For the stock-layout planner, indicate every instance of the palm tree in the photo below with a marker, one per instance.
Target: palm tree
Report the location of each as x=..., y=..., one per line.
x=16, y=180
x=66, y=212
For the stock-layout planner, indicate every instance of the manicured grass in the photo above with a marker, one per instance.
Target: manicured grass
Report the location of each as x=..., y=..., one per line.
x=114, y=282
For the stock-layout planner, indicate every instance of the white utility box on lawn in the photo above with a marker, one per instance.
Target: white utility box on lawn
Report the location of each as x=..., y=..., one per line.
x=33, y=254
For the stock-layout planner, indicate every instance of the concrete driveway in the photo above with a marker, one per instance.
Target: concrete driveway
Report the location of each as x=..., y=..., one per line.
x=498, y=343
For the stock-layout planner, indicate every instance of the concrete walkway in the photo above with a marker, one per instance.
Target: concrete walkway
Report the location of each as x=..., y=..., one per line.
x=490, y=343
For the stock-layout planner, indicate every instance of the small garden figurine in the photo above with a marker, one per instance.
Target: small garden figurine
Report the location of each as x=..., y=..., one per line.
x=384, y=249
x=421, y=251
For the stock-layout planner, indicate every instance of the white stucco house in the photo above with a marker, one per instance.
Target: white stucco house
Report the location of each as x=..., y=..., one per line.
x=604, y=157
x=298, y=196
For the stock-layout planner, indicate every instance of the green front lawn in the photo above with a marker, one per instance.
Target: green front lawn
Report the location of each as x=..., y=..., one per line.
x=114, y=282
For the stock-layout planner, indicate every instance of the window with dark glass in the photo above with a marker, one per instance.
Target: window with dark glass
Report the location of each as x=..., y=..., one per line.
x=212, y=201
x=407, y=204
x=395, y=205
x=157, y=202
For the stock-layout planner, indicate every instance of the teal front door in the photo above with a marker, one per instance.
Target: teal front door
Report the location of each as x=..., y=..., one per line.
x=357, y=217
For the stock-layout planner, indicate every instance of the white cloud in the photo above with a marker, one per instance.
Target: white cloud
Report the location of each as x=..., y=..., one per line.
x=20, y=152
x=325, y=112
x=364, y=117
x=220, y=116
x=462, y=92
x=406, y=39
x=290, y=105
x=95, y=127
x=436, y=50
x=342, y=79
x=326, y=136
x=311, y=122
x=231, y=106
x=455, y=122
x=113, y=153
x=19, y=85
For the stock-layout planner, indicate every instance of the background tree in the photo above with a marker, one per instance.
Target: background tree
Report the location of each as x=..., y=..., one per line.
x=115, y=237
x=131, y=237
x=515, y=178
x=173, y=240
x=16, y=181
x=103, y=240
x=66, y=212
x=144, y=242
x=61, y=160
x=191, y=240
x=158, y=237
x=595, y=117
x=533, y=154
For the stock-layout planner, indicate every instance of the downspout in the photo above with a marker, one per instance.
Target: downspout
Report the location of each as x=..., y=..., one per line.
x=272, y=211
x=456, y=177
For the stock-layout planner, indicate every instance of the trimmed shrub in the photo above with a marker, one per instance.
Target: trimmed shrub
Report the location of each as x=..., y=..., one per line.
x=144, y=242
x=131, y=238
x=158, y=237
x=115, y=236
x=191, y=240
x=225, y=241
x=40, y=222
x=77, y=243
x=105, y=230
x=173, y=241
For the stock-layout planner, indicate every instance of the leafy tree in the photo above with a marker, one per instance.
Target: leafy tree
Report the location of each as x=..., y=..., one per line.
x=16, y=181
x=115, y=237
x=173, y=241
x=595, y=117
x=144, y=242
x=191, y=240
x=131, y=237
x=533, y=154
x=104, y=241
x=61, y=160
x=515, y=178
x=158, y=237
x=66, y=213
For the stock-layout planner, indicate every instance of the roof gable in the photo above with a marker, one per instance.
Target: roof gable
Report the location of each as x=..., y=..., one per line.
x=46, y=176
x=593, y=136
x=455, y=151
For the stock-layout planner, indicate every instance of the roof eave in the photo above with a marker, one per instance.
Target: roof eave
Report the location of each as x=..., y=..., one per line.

_TASK ITEM_:
Please give an exact restatement of only the lines from the beginning of the material above to the line with "Target: green front lawn", inclusive.

_RESPONSE BELOW_:
For the stock-layout planner, indicate every instance of the palm tree in the photo below with a marker, one per instance.
Target: palm tree
Report the location of each as x=..., y=..., one per line.
x=16, y=180
x=66, y=212
For the stock-layout planner, indicate every instance of the manicured grass in the photo above with a marker, one per instance.
Target: manicured grass
Report the location of each as x=..., y=..., one per line.
x=114, y=282
For the stock-layout planner, indicate every instance of the white utility box on lawn in the photo above with a marker, one per instance.
Target: white utility box on lawn
Report the location of each as x=..., y=..., one per line.
x=33, y=254
For the stock-layout planner, indicate every instance of the concrete driveway in the photo above with a marker, one per instance.
Target: concrete driveway
Report the location of each as x=..., y=..., one per line.
x=498, y=343
For the stock-layout planner, indicate every instance of the concrete walkway in the photo above with a marker, one per instance.
Target: concrete walkway
Report the location of each as x=..., y=..., one per line.
x=490, y=343
For the stock-layout planner, indicate every instance of the small garden figurine in the photo above with a marker, one per instance.
Target: small garden figurine
Report the location of each as x=..., y=..., one per line.
x=384, y=249
x=421, y=251
For the stock-layout planner, indicate every instance of the white stucco house in the photo above with a marker, one per instance.
Target: white stucco house
Report the location of each as x=..., y=..., one per line.
x=604, y=157
x=298, y=196
For the stock-layout planner, indicate every instance of the green front lawn in the photo above with a marker, one per instance.
Target: green front lawn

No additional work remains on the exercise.